*Required work*.
Pick up the passage on studying particles at the LHC after its last sentence and continue writing it.

*Given text*.
_____
The questions we need to answer for each kind of particle are varied: Does it exist? If it does, what are its properties (mass, spin, electric charge, mean lifetime, etc.)? If it is not stable, what particles are produced when it decays? What are the probabilities of the different decay modes? How are energies and directions of the particles distributed during their final state? Are they in accordance with our theoretical models? What processes occur, with which cross sections (probabilities), when it collides with another particle? Does its antiparticle behave the same way?
In order to study a particular phenomenon we need, first, to reproduce it «under controlled conditions». To that end, particle beams from an accelerator or from other origins such as radioactive sources or cosmic rays are often used, bombarding a fixed target or setting them against each other. The type and energy of the colliding particles are chosen to maximise the incidence of the particular phenomenon. In the «energy frontier» accelerators allow for higher energies in order to produce new particles, while in the «luminosity frontier», they can expose processes with major implications previously considered impossible or very rare.
Let’s consider the case of the Gran Col·lisionador d’Hadrons (LHC) del CERN in Geneva, which started working in 2009, after close to twenty years of design and construction. In this accelerator protons collide at an energy of up to 7 TeV per proton (1 TeV = a billion eVs). In everyday terms, 1 TeV is similar to the kinetic energy of a mosquito. What makes this energy so strong is that it is concentrated in a region the size of a billionth of a speck of dust. To record what happens after the collision large detectors have been built (ATLAS and CMS for studies on the energy frontier, LHCb and ALICE for the luminosity frontier, and other smaller ones) consisting of a wide array of sensors with millions of electronic reading channels.
«In the LHC, some ultra-fast electronic systems called triggers decide in real time whether the collision is interesting or not. If so, it is recorded on hard disks to be reconstructed and analysed later»
In the LHC experiments beams collide 20 million times per second. Each of these collisions produces a small explosion in which part of the kinetic energy of the protons is converted into other particles. Most are very unstable and decay, producing a cascade of hundreds or thousands of lighter, more stable particles which are directly observable in the detectors. Using a few characteristics of these residues, some ultra-fast electronic systems called triggers decide in real time whether the collision is interesting or not. If so, it is recorded on hard disks to be reconstructed and analysed later. These data acquisition systems (Figure 1) reduce the collisions that are of relevance in terms of physics to a few hundred per second, generating approximately 1 petabyte (one thousand million megabytes) of «raw» data per year per experiment.
_____
*Supplied information*.
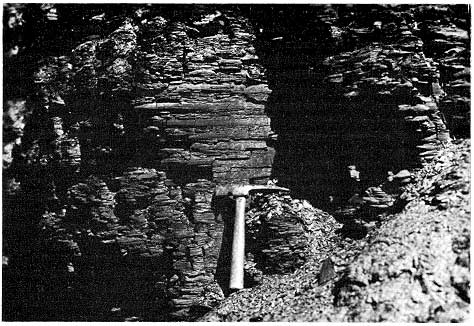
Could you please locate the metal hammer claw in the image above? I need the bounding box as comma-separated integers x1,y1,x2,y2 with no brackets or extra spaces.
215,184,290,290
_____
*Reply*.
In the reconstruction phase electronic signals constituting raw data are combined and interpreted: the impacts left by particles passing through sensors allow their trajectories to be traced, their intersections are searched to identify the position of the collision and disintegration of unstable particles, the curvature of their paths within a magnetic field determines the momentum, the calorimeters measure the energy of the particles, etc. From this process of pattern recognition emerges the «event» reconstructed as a list of produced particles with their measured kinematic magnitudes (energy, momentum, position and direction) and, often, their identity. The LHC experiments have developed a storage and massive computation infrastructure named WLCG (Worldwide LHC Computing Grid) that allows the reconstruction of thousands of millions of events produced annually to be distributed to hundreds of thousands of processors all around the world (Figure 2).
Once the pattern of the studied phenomenon is known, during the analysis stage a classification or selection of events (signal to noise) is chosen using hypothesis-contrasting techniques. With the challenge of discriminating smaller and smaller signals, recent years have witnessed how methods for multivariate classification based on learning techniques have emerged and evolved (Webb, 2002). This would not have been possible without the significant progress made by the statistics community in combining classifiers and improving their performance. The relevant magnitudes are evaluated for the selected events using the kinematic variables associated to the detected particles. Then they are represented graphically, usually as a frequency diagram (histogram).
An example of this process of data reduction is illustrated in Figure 3. In the upper part is the histogram of the invariant mass of photon pairs that exceeded the trigger, the reconstruction and event classification as «candidates» to be Higgs bosons produced and disintegrated into two photons. The physical magnitude considered, in this case invariant mass, is calculated from the energy and direction of the photons measured by the calorimeter. The complete reconstruction of the collision that leads to one of these candidates is illustrated in Figure 4, in which we can clearly identify the two photons over the hundreds of paths reconstructed from other particles produced in the collision. If the two photons come, in fact, from the production and decay of a new particle, the histogram should show an excess of events located over continuous background noise, as indeed seems to be the case. It is when comparing this distribution with the theory that the statistical questions of interest arise: is there any evidence of the Higgs boson? What is the best estimate of its mass, production cross-section and probability of decay to the final state of two photons? Are these results consistent with the prediction of the standard model?
Statistics and Monte Carlo simulations
Every experiment in particle physics can be understood as an experiment in event counting. Thus, in order to observe a particle and measure its mass, a histogram like the one in Figure 3 is used, in which the number of events (N) for each invariant mass interval is random and determined by the Poisson distribution, with standard deviation √N (only in some particular cases using binomial or Gaussian statistics becomes necessary, without dealing with the large limit for N). This randomness, however, is not the result of a sampling error. It is, rather, related to the quantum nature of the processes.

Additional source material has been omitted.